The problem >> The material must be repeated exactly, with every line intact.

Data shown >>
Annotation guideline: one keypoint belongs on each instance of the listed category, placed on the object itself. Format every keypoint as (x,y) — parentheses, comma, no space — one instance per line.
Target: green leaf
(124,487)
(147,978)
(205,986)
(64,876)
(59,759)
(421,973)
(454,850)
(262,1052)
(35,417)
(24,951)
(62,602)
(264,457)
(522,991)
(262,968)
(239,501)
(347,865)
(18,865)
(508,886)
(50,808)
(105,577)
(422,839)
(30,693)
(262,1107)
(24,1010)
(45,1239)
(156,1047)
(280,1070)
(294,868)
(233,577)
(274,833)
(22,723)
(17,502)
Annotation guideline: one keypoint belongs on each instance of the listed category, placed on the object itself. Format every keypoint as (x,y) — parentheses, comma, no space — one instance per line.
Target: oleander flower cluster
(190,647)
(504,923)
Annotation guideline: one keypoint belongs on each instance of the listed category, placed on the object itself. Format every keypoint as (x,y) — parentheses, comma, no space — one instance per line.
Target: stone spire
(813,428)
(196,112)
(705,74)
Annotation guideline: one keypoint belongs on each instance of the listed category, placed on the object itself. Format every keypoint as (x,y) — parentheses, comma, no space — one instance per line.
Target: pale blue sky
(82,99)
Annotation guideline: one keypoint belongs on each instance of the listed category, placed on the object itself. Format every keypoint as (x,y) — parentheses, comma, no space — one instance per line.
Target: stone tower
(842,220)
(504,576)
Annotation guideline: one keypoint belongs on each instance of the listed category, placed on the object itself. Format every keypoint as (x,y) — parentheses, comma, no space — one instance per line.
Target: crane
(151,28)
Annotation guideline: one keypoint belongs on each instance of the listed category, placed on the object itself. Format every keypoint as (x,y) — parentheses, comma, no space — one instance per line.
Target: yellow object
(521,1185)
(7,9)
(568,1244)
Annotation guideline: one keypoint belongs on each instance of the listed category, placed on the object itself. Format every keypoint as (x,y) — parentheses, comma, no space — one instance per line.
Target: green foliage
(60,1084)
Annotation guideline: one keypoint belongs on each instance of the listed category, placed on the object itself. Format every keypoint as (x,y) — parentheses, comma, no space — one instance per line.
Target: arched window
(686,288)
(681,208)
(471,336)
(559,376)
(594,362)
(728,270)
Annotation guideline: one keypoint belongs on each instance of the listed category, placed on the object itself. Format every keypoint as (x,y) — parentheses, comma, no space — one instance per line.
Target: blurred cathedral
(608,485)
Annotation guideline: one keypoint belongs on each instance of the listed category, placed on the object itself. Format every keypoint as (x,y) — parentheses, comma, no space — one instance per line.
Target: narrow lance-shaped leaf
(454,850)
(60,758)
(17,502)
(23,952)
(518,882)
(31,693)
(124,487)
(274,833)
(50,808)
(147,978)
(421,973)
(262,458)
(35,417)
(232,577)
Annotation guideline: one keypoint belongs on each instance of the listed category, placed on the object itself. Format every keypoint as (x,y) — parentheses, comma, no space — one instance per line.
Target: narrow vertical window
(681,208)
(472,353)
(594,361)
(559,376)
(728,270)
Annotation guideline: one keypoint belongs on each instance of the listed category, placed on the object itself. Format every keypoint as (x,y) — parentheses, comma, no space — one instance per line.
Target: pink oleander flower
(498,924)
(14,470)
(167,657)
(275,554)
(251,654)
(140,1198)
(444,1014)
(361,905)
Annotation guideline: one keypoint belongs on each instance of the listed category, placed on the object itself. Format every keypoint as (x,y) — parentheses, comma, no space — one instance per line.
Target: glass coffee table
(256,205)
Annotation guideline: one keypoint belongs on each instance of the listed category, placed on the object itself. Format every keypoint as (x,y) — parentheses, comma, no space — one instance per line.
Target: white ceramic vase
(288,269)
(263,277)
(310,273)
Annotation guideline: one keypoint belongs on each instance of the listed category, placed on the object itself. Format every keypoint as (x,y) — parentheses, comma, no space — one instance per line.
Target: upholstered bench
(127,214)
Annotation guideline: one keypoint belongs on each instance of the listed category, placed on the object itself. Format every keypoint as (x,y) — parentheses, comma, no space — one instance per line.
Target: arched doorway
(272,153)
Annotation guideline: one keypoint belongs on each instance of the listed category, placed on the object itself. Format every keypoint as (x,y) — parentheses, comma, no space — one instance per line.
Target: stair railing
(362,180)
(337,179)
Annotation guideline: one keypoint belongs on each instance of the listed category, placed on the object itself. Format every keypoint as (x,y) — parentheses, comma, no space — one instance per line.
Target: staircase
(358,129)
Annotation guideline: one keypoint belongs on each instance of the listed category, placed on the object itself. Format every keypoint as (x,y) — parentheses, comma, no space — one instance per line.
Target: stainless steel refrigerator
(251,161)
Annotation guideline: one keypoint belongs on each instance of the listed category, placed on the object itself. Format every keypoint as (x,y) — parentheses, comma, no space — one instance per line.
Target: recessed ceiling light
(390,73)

Task output >>
Annotation guideline: one keypoint belongs on each instance of the listed category, placed on the object itself. Format every keypoint as (x,y) — parentheses, comma, no space — one instance per line.
Target: green leaf
(124,487)
(147,978)
(205,986)
(64,876)
(59,759)
(421,973)
(454,850)
(262,1052)
(35,417)
(24,951)
(62,602)
(264,457)
(522,991)
(262,968)
(239,501)
(347,865)
(18,865)
(508,886)
(50,808)
(105,577)
(422,839)
(30,693)
(262,1107)
(24,1010)
(45,1239)
(156,1047)
(280,1070)
(294,868)
(233,577)
(274,833)
(22,723)
(17,502)
Annotation guideline: one keypoint belongs on each instance of the listed category, placed on the object itself. Format every keypoint as (x,y) — parentheses, comma, no space — one instance per line.
Target: oleander flower cluster
(190,647)
(504,923)
Annotation guideline: one keypoint belongs on each instance of the listed category, placed on the object itself. Format every keypoint as (x,y) — parentheses, comma, no space — one instance per line.
Target: stone spire
(813,428)
(196,112)
(705,74)
Annotation guideline: one keypoint belongs on each instance of the listed category, placed on the object itself. Format every keypoint as (x,y) — parentheses, comma, no space — one instance per line.
Target: pale blue sky
(82,99)
Annotation guideline: one keypoint belongs on each instance of the listed category, placed on the object itself. Format every keypoint as (x,y) — parentheses, comma, no space — one instance per line.
Target: stone tower
(842,220)
(504,576)
Annotation guideline: one keypoint belongs on each instance of the listed category, placed on the object itself. Format every keypoint as (x,y) — parentheses, comma, no space — one instance per line.
Target: crane
(151,28)
Annotation guideline: one keypoint belongs on each instance of the listed category, placed on the object itself. Format every keypoint as (x,y) — parentheses, comma, no space — one instance per line.
Target: yellow object
(521,1185)
(7,9)
(568,1244)
Annotation guideline: one keypoint belongs on each instance of the listed category, placed on the object itself. Format every keypoint as (x,y) — parentheses, comma, no space — one instance per line.
Target: green foliage
(60,1084)
Annotation guideline: one keypoint belongs on each instance of the listed category, placed on the object itself. Format every keypoint as (x,y) — parentheses, comma, no space — one instance per line.
Target: arched window
(686,288)
(681,208)
(471,336)
(559,376)
(594,362)
(728,270)
Annotation guideline: one keypoint belongs on each instance of the listed category, placed on the object itself. Format every keypoint as (x,y) — parentheses, comma, no space — one instance per line.
Target: blurred cathedral
(608,485)
Annotation guideline: one keypoint belongs on each instance of the listed category, placed on the object itself. Format every keypoint as (x,y) — parentheses, comma, no space — one instance per line.
Target: narrow lance-shaped leaf
(454,850)
(60,758)
(17,502)
(23,952)
(518,882)
(31,693)
(124,487)
(274,833)
(50,808)
(147,978)
(421,973)
(262,458)
(35,417)
(232,577)
Annotation guideline: one keypoint belongs on each instance of the listed category, placed on the object itself. Format every keypoint as (x,y) — parentheses, comma, no space — one instance per line.
Target: narrow vertical window
(681,208)
(472,353)
(594,361)
(559,376)
(728,270)
Annotation guideline: one keypoint belongs on each instance of the listed category, placed on the object itself. Format every keypoint as (x,y) — parentheses, comma, no space — one instance per line.
Target: pink oleander flower
(498,924)
(14,470)
(167,657)
(275,554)
(251,654)
(140,1198)
(444,1014)
(361,905)
Annotation guideline: one keypoint belongs on each instance of the listed category, placed on the object itself. Format every keypoint as (x,y) — parentheses, comma, no space — one instance per line.
Target: glass coffee table
(256,205)
Annotation guideline: one keypoint belongs on each instance of the listed category, placed on the object itself. Format every keypoint as (x,y) — parentheses, comma, no space — one instance per line.
Target: white ceramic vase
(288,269)
(263,277)
(310,273)
Annotation guideline: one keypoint belongs on each instance of the listed category, placed on the object itself. Format every keypoint as (x,y) — parentheses, comma, no space — one instance per line.
Target: upholstered bench
(127,214)
Annotation guideline: one keypoint belongs on each instance of the listed category, placed on the object itself. Format every keypoint as (x,y) — parentheses, comma, no space — one instance per line.
Target: arched doorway
(272,153)
Annotation guideline: one keypoint belongs on each instance of the listed category, placed on the object itself. Format every keypoint as (x,y) — parentheses, comma, no space — one instance per line.
Target: stair railing
(362,180)
(337,179)
Annotation guideline: one keypoint belongs on each instance of the listed category, placed on the object itself. Format every keypoint as (x,y) — parentheses, comma, no space — one instance per line.
Target: staircase
(358,129)
Annotation guideline: one keypoint belongs on each instance of the listed category, placed on the object itself. Format every keypoint as (x,y) — parentheses, comma, no space — one instance per line.
Target: stainless steel refrigerator
(251,161)
Annotation guideline: one keypoint belongs on each instance of the listed category, placed on the object itself. Format every keypoint as (x,y) — parentheses, comma, no space — one instance per line.
Target: recessed ceiling light
(390,73)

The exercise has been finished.